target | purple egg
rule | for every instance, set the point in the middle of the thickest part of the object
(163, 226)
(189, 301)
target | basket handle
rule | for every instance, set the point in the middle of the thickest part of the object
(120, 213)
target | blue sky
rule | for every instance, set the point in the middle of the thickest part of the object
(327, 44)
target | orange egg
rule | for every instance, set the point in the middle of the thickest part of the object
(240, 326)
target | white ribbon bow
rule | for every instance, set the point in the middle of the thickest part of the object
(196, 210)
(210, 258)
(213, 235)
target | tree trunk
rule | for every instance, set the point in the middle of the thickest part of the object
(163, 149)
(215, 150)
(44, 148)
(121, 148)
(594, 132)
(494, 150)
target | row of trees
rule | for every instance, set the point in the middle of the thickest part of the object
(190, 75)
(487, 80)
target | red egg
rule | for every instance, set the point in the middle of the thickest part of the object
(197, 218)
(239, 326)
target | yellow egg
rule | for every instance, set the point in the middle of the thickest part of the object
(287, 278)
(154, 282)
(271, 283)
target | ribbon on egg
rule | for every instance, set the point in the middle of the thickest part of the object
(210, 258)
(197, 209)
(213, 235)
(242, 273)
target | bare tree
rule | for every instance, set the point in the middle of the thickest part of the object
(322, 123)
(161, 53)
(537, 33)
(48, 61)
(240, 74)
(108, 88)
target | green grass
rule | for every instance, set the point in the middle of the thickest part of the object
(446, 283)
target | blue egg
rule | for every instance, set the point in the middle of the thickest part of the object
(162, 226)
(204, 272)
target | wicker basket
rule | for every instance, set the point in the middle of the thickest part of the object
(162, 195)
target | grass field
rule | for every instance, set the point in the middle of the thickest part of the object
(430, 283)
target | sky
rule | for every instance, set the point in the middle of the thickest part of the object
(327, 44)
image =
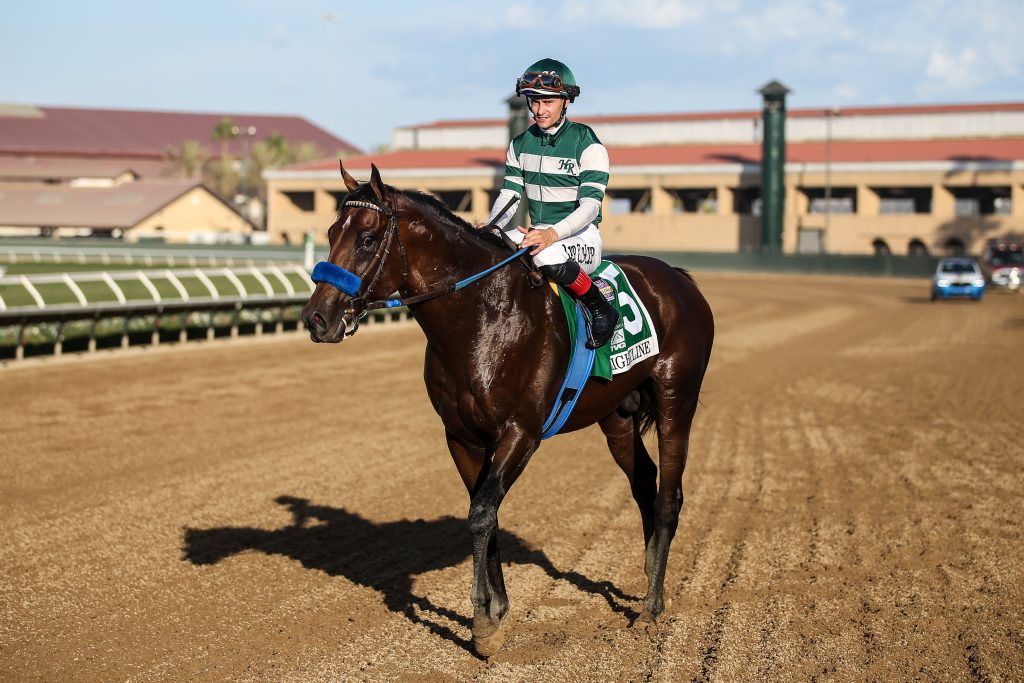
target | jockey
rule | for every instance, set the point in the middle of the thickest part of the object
(564, 170)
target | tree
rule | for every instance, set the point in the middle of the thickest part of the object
(186, 160)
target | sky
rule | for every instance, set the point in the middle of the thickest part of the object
(361, 69)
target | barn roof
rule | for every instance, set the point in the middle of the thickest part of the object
(124, 206)
(57, 130)
(596, 120)
(953, 151)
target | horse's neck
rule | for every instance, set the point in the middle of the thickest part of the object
(440, 255)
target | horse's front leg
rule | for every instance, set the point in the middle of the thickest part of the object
(487, 488)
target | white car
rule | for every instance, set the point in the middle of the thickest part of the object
(957, 278)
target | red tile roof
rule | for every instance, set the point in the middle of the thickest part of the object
(124, 206)
(842, 152)
(143, 134)
(751, 114)
(65, 168)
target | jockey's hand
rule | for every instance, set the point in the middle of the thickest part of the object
(537, 239)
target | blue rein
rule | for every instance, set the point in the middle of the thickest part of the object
(348, 283)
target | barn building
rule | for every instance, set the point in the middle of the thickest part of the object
(858, 180)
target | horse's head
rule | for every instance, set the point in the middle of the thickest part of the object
(366, 260)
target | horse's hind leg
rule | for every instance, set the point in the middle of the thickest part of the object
(623, 434)
(487, 483)
(674, 414)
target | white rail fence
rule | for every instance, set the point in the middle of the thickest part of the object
(155, 256)
(271, 280)
(165, 300)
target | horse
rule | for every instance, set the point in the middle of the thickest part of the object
(497, 351)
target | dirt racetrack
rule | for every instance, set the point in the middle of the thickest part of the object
(283, 511)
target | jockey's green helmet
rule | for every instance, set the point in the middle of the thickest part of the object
(548, 78)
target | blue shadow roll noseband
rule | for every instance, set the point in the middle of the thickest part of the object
(348, 283)
(337, 276)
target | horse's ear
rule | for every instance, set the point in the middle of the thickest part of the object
(350, 182)
(380, 189)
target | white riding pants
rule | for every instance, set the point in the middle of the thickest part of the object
(585, 248)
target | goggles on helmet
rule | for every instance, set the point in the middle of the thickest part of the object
(546, 80)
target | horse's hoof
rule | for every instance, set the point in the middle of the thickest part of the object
(487, 646)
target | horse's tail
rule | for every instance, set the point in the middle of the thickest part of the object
(643, 419)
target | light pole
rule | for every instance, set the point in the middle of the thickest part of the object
(329, 20)
(829, 115)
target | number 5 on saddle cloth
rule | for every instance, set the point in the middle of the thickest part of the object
(633, 340)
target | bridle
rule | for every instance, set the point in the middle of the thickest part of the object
(352, 285)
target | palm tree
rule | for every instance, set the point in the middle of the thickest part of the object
(224, 132)
(186, 159)
(224, 177)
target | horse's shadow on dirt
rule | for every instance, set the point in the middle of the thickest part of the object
(383, 556)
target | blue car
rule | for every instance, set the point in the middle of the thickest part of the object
(957, 278)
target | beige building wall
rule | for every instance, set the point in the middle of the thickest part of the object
(664, 226)
(194, 216)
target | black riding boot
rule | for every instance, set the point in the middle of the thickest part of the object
(602, 315)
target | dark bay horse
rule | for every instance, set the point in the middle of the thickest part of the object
(497, 352)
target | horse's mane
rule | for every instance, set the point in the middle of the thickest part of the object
(432, 205)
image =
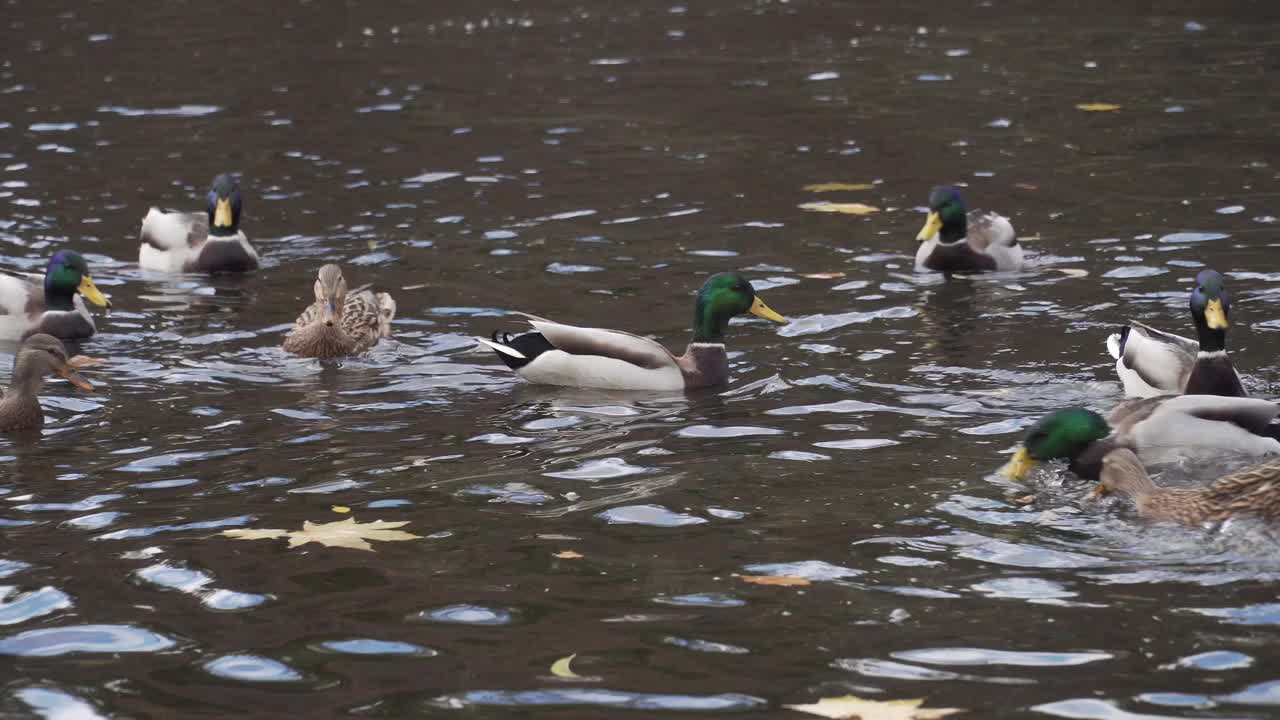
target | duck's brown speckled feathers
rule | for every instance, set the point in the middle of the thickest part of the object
(1252, 491)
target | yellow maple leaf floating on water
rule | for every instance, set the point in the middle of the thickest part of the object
(835, 186)
(339, 533)
(848, 208)
(850, 707)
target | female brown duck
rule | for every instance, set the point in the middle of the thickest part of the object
(39, 356)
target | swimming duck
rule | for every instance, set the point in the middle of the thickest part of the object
(1252, 491)
(37, 356)
(339, 322)
(955, 241)
(567, 355)
(1160, 429)
(1152, 363)
(58, 309)
(199, 242)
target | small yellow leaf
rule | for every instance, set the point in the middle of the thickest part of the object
(561, 668)
(846, 208)
(835, 186)
(786, 580)
(850, 707)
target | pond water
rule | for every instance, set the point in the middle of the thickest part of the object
(593, 163)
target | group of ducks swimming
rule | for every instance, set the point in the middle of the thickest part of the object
(1187, 397)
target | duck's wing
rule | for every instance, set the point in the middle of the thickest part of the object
(634, 350)
(174, 231)
(1151, 361)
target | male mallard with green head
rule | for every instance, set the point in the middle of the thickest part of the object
(567, 355)
(37, 356)
(1152, 363)
(58, 308)
(339, 322)
(1252, 491)
(1159, 429)
(199, 242)
(956, 241)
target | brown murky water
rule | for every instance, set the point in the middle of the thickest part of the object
(593, 163)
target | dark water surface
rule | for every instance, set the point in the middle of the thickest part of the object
(592, 163)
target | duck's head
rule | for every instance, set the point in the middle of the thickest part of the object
(1210, 305)
(42, 355)
(223, 205)
(1059, 436)
(330, 294)
(67, 274)
(721, 297)
(947, 215)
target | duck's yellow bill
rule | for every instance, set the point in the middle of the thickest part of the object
(90, 291)
(1019, 466)
(932, 224)
(1215, 317)
(760, 310)
(76, 378)
(223, 213)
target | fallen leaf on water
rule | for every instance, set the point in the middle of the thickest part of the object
(561, 668)
(835, 186)
(850, 707)
(786, 580)
(846, 208)
(339, 533)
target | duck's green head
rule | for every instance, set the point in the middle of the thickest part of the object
(67, 274)
(1057, 436)
(947, 215)
(1210, 309)
(223, 205)
(721, 297)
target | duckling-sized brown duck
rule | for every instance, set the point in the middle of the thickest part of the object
(339, 322)
(1252, 491)
(37, 356)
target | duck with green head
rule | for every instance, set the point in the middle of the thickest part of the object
(1152, 363)
(1159, 429)
(959, 241)
(55, 308)
(199, 242)
(567, 355)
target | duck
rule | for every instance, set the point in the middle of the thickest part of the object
(1159, 429)
(594, 358)
(199, 242)
(341, 322)
(1252, 491)
(37, 356)
(1152, 361)
(58, 309)
(958, 241)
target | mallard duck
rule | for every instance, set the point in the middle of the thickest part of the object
(199, 242)
(1159, 429)
(1252, 491)
(339, 322)
(58, 309)
(567, 355)
(1152, 363)
(37, 356)
(955, 241)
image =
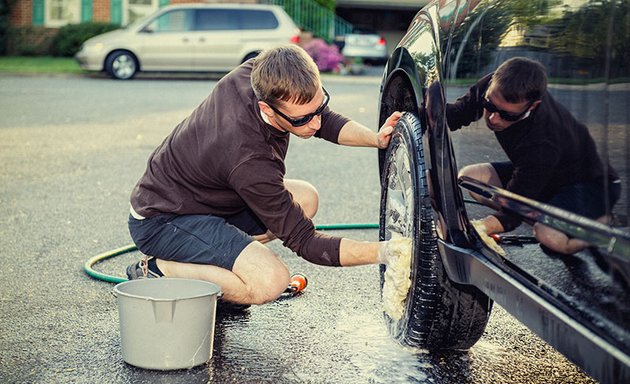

### ASSIGNED TASK
The expected answer is an exact copy of the lines above, beginning at the line with "target | ribbon on egg" and ending at the line with "target | blue egg", with both ends in.

### REPLY TO THE TASK
target | ribbon on egg
rule | for every instance, set the point in the middle of the thickest part of the object
(210, 258)
(197, 209)
(213, 235)
(242, 273)
target | bare tree
rule | for every instance, set the point in the middle of the thickest part of the object
(322, 123)
(161, 53)
(537, 33)
(48, 61)
(240, 74)
(108, 88)
target | green grass
rule | for every instance, set the point in the middle of the thickest part of the object
(446, 283)
target | blue egg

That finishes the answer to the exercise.